REQUIRED WORK: Print a faithful copy of the data below, word for word, with the pictures left out.

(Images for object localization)
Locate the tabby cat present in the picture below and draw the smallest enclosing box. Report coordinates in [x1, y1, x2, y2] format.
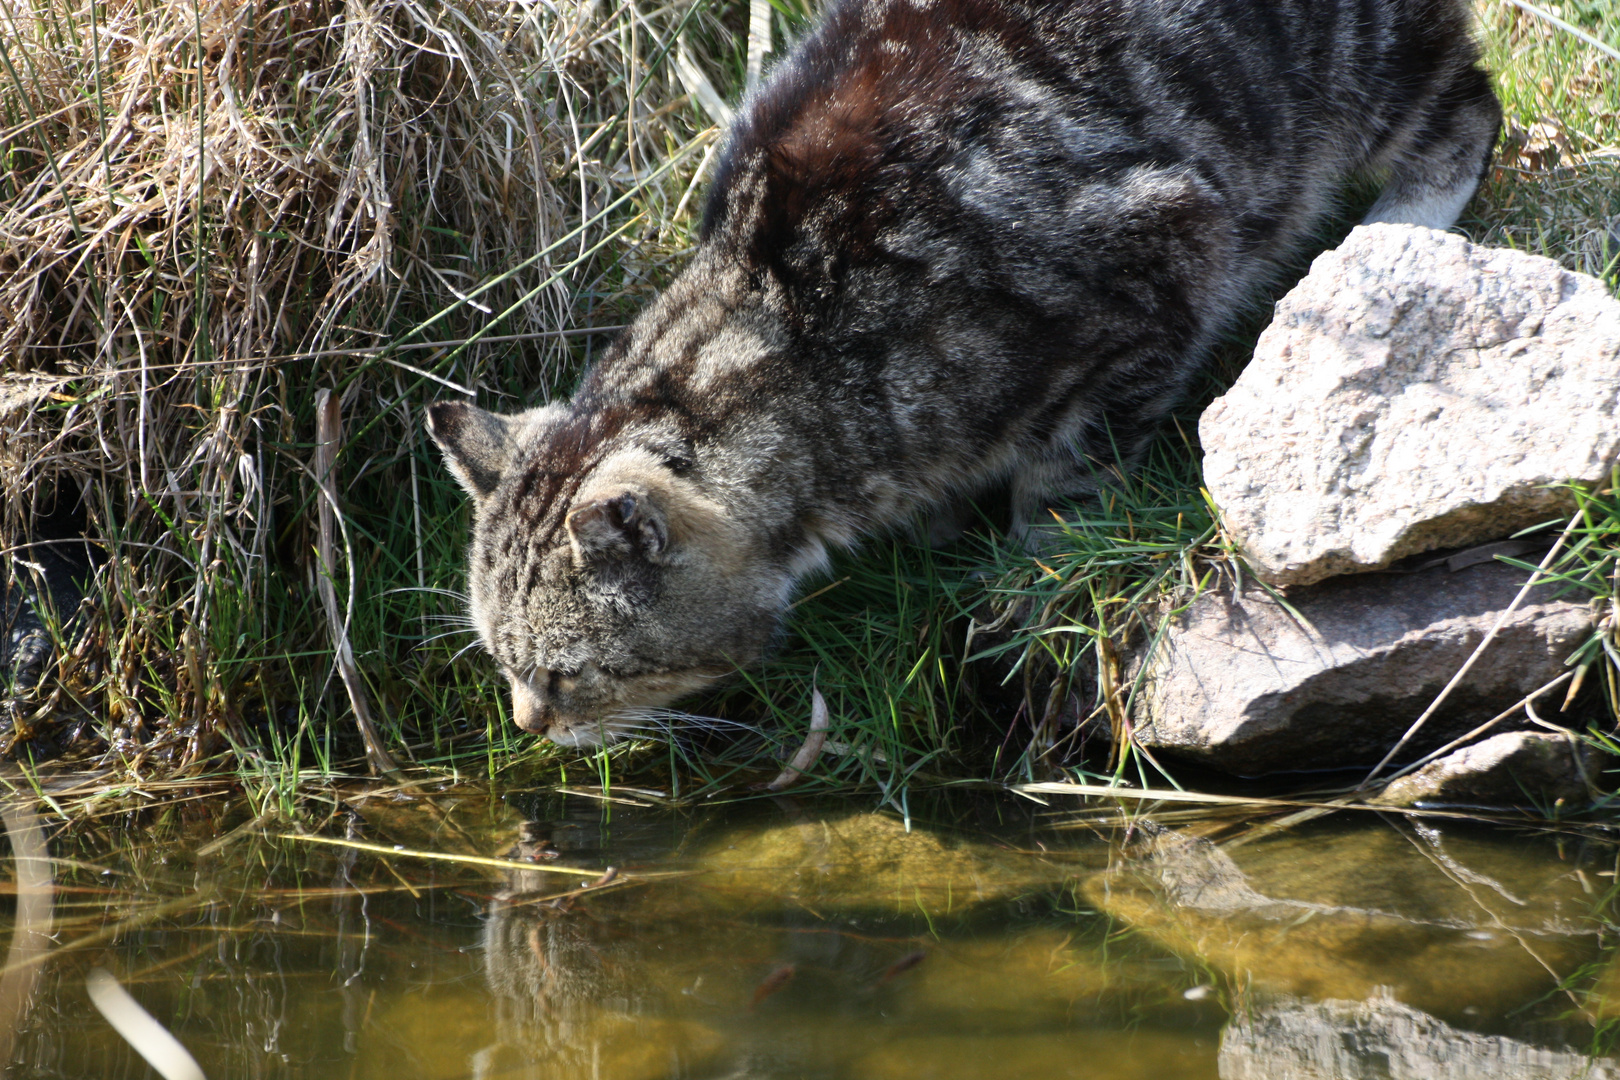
[428, 0, 1500, 745]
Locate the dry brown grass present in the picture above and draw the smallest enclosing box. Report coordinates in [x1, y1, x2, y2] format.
[0, 0, 741, 770]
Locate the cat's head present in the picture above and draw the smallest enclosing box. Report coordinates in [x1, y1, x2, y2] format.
[426, 400, 788, 745]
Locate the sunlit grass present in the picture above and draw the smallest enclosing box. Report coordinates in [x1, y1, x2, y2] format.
[0, 0, 746, 791]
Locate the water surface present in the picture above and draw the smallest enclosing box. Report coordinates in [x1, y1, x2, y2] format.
[3, 789, 1618, 1078]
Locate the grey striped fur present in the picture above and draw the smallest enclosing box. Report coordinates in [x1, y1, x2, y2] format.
[428, 0, 1500, 744]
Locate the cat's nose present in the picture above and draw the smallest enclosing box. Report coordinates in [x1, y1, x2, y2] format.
[510, 679, 551, 733]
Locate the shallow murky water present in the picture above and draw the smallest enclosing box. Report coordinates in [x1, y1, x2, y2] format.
[4, 788, 1620, 1078]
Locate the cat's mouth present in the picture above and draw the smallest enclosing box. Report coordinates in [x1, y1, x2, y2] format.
[510, 700, 627, 745]
[534, 716, 629, 748]
[523, 709, 679, 747]
[511, 666, 730, 745]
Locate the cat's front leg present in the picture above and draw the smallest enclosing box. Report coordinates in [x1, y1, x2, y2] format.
[1006, 454, 1106, 554]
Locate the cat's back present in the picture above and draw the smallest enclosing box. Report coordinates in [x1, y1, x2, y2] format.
[430, 0, 1497, 745]
[574, 0, 1494, 534]
[701, 0, 1483, 273]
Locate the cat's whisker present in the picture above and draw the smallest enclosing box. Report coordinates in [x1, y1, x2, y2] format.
[419, 627, 478, 646]
[586, 708, 769, 761]
[629, 708, 762, 736]
[418, 610, 476, 623]
[417, 613, 478, 630]
[383, 585, 471, 603]
[450, 640, 487, 664]
[602, 718, 671, 743]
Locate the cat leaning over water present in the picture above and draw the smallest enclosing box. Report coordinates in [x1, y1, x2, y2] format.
[426, 0, 1501, 745]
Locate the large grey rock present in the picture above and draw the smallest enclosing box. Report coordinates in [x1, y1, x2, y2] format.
[1220, 994, 1620, 1080]
[1371, 731, 1604, 809]
[1202, 223, 1620, 588]
[1128, 557, 1594, 774]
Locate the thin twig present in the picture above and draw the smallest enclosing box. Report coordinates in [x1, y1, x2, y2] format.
[1500, 0, 1620, 63]
[314, 389, 400, 778]
[279, 832, 621, 878]
[1367, 670, 1575, 789]
[0, 801, 52, 1066]
[1362, 513, 1581, 784]
[87, 969, 207, 1080]
[1018, 782, 1521, 823]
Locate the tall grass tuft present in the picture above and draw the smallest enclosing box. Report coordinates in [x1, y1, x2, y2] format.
[0, 0, 743, 772]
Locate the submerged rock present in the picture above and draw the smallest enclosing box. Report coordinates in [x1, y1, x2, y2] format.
[1127, 557, 1594, 774]
[902, 928, 1182, 1023]
[854, 1030, 1219, 1080]
[1083, 821, 1601, 1019]
[1219, 993, 1620, 1080]
[1371, 731, 1605, 809]
[1202, 223, 1620, 588]
[693, 812, 1073, 914]
[359, 990, 726, 1080]
[462, 816, 1192, 1078]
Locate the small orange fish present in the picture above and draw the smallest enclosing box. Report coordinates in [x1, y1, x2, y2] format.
[749, 964, 798, 1011]
[873, 949, 927, 988]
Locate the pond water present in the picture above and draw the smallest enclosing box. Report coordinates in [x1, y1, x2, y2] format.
[3, 788, 1620, 1079]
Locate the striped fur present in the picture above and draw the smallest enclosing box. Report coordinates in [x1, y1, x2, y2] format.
[428, 0, 1500, 745]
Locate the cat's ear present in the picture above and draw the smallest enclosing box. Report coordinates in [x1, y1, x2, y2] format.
[425, 401, 563, 501]
[567, 491, 669, 565]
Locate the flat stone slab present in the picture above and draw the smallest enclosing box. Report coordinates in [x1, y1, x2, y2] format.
[1371, 731, 1603, 809]
[1128, 557, 1594, 775]
[1202, 223, 1620, 587]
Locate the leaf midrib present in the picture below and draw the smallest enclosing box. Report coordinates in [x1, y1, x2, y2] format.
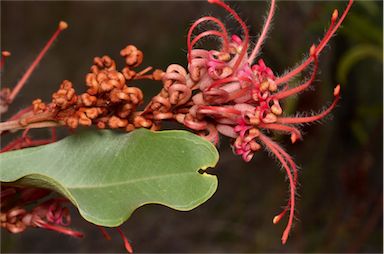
[68, 171, 203, 189]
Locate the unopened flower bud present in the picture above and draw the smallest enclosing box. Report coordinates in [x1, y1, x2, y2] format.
[59, 21, 68, 30]
[97, 121, 106, 129]
[271, 102, 283, 115]
[152, 69, 165, 81]
[249, 128, 260, 137]
[78, 117, 92, 126]
[80, 93, 97, 106]
[66, 117, 79, 129]
[291, 133, 298, 144]
[332, 9, 339, 22]
[310, 44, 316, 57]
[249, 140, 261, 151]
[85, 108, 101, 119]
[273, 214, 283, 224]
[122, 67, 136, 80]
[133, 115, 152, 128]
[334, 84, 340, 96]
[32, 99, 46, 113]
[249, 116, 260, 125]
[174, 113, 186, 124]
[126, 124, 135, 132]
[263, 113, 277, 123]
[260, 80, 269, 92]
[120, 45, 143, 67]
[268, 80, 277, 92]
[100, 81, 114, 92]
[108, 116, 128, 128]
[110, 89, 129, 103]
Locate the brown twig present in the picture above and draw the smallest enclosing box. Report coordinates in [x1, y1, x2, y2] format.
[0, 120, 62, 133]
[0, 110, 61, 133]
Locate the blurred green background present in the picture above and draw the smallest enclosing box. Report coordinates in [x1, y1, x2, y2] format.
[1, 1, 382, 253]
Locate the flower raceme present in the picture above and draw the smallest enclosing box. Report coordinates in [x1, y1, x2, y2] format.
[154, 0, 352, 244]
[0, 0, 353, 249]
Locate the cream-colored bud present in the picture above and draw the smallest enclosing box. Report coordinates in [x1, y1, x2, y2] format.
[260, 80, 269, 92]
[271, 104, 283, 115]
[263, 113, 277, 123]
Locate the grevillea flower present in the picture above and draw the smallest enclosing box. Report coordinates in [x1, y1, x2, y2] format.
[1, 0, 354, 249]
[0, 192, 83, 238]
[164, 0, 353, 244]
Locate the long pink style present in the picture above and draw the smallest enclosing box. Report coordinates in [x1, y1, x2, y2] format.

TASK ANSWER:
Locate the tabby cat present in the picture below and draw the smallest enclosing box. Report coordinates in [x1, y1, x2, y2] format.
[428, 0, 1500, 745]
Locate the dry brown grass present in the picture above and draw the smallest enclosing box. Report coordinates in [x1, y1, x2, y2] format.
[0, 0, 741, 770]
Locate the cat's head present in the picture above and draw the smallest enclosing box. Report coordinates in [x1, y1, x2, y2] format.
[426, 400, 788, 745]
Locate the sunlit grass present in the picture above and draw the smallest enclosing box. Report coordinates in [x1, y1, x2, y2] format.
[0, 0, 746, 791]
Locate the water surface present in the picture above and draw the smallest enclosing box. Report coordinates in [x1, y1, x2, y2] format.
[3, 789, 1618, 1078]
Locate the grey striped fur present in the picture above and draw the smallest enclosing box. Report coordinates in [x1, y1, x2, y2] format.
[428, 0, 1500, 744]
Locate the cat's nose present in the picture above and draw the smallest enclosing box. Report coordinates in [x1, y1, x2, y2] format.
[510, 679, 551, 733]
Locate the shallow murky water present in the picture above and draw the smallest enclosing box. Report coordinates in [x1, y1, x2, y2] format.
[4, 788, 1620, 1078]
Locate the cat's mouth present in the picture above and draw the smallest enclosing box. Report coordinates in [x1, y1, x2, y2] format.
[510, 700, 627, 745]
[534, 716, 629, 748]
[523, 709, 679, 747]
[511, 666, 730, 745]
Locate the cat's front leg present in the picture above and draw the smallest enclosing box. Report coordinates in [x1, y1, x2, y2] format.
[1006, 454, 1106, 554]
Locate the cat's back present in the picture above and draw the smallest enclosing box. Report coordinates in [x1, y1, x2, y2] format.
[430, 0, 1497, 745]
[574, 0, 1494, 534]
[701, 0, 1483, 273]
Locate the cat's whisker present in the picture above and draw the smallest enclosing box. Report coordinates in [x1, y1, x2, y2] format.
[419, 627, 478, 646]
[586, 708, 769, 761]
[629, 708, 762, 736]
[418, 610, 476, 623]
[417, 613, 478, 630]
[383, 585, 471, 603]
[450, 640, 487, 664]
[602, 718, 671, 743]
Locate the cat leaning over water present in the picture above and draw the smallest enclosing box. Report coordinates in [x1, y1, x2, y2] format.
[426, 0, 1501, 745]
Locate the large grey rock present in the picture above and draw the smallest enclosing box. Report coordinates in [x1, y1, x2, y2] format.
[1220, 994, 1620, 1080]
[1371, 731, 1604, 809]
[1202, 223, 1620, 588]
[1128, 557, 1594, 774]
Locate the thin twig present in the picture above and draw the smallest enclosing box. Report coordinates in [x1, y1, x2, y2] format.
[1500, 0, 1620, 63]
[314, 389, 400, 778]
[279, 832, 621, 878]
[1367, 670, 1575, 789]
[0, 801, 52, 1066]
[1362, 513, 1581, 784]
[87, 969, 207, 1080]
[1018, 782, 1521, 823]
Locate the tall grass tuft present in the picture above and draw the smallest enclosing box. Report coordinates in [x1, y1, x2, y2] format.
[0, 0, 743, 772]
Locate the submerged rock present in the picture above and draw the smallest enclosing box. Report coordinates in [x1, y1, x2, y2] format.
[1127, 557, 1594, 774]
[902, 928, 1182, 1023]
[854, 1030, 1219, 1080]
[1083, 821, 1601, 1019]
[1219, 993, 1620, 1080]
[1371, 731, 1605, 809]
[1202, 223, 1620, 588]
[693, 812, 1073, 914]
[359, 990, 726, 1080]
[462, 816, 1192, 1078]
Locate the small orange fish present in the picture above and draw the smallest enclosing box. Report coordinates in [x1, y1, x2, y2] format.
[749, 964, 798, 1011]
[873, 949, 927, 988]
Locate the pond water present in the picture above and draw the smallest enclosing box. Report coordinates in [x1, y1, x2, y2] format.
[3, 788, 1620, 1079]
Locate the striped fur present in the picture above and draw the smallest enclosing box. Report coordinates in [x1, y1, x2, y2] format.
[428, 0, 1500, 745]
Locate the cat's ear present in the picture above and draw the smallest enclosing box. Report coordinates in [x1, y1, x2, y2] format.
[425, 401, 563, 501]
[567, 491, 669, 565]
Locate the flat stone slab present in the picture above and draw the smallest enclosing box. Report coordinates in [x1, y1, x2, y2] format.
[1371, 731, 1603, 809]
[1128, 557, 1594, 775]
[1202, 223, 1620, 587]
Locate the leaf midrib present in the picture below and draw the smallest enclosing box. Report coordinates in [x1, y1, x2, y2] format.
[68, 171, 203, 189]
Locate the unopened flower bud present in the picture above and draw the smallest enclosing box. Report coordinates in [x1, y1, x2, y2] format.
[59, 21, 68, 30]
[97, 121, 106, 129]
[271, 102, 283, 115]
[152, 69, 165, 81]
[249, 128, 260, 137]
[78, 117, 92, 126]
[80, 93, 97, 106]
[66, 117, 79, 129]
[291, 133, 298, 144]
[332, 9, 339, 22]
[310, 44, 316, 57]
[249, 140, 261, 151]
[85, 108, 101, 119]
[273, 214, 283, 224]
[122, 67, 136, 80]
[133, 115, 152, 128]
[334, 84, 340, 96]
[32, 99, 46, 113]
[249, 116, 260, 125]
[174, 113, 186, 124]
[126, 124, 135, 132]
[263, 113, 277, 123]
[260, 80, 269, 92]
[120, 45, 143, 67]
[268, 80, 277, 92]
[100, 81, 114, 92]
[108, 116, 128, 128]
[110, 89, 129, 103]
Locate the brown twig present in the picture above and draw the smallest enclosing box. Report coordinates in [x1, y1, x2, y2] format.
[0, 120, 62, 133]
[0, 110, 61, 133]
Locate the blurred green background present in the picture above and draw the smallest enclosing box. Report coordinates in [x1, y1, x2, y2] format.
[1, 1, 382, 253]
Locate the flower raceme present in the picture above and draw the smallest enclosing box. Report coordinates in [x1, y1, x2, y2] format.
[154, 0, 352, 244]
[0, 0, 353, 249]
Locate the cream-colored bud present in the picture above and draw the smallest enclosing box. Report coordinates in [x1, y1, x2, y2] format.
[260, 80, 269, 92]
[271, 104, 283, 115]
[263, 113, 277, 123]
Locate the grevillea flower present in the picture above and draw the smallest enclosing box. Report coordinates in [x1, y1, x2, y2] format.
[1, 0, 354, 249]
[0, 192, 83, 238]
[164, 0, 353, 244]
Locate the long pink style present in the picture above and draw the smallest enclosing box. Report coordinates in [x1, y1, x2, y2] format.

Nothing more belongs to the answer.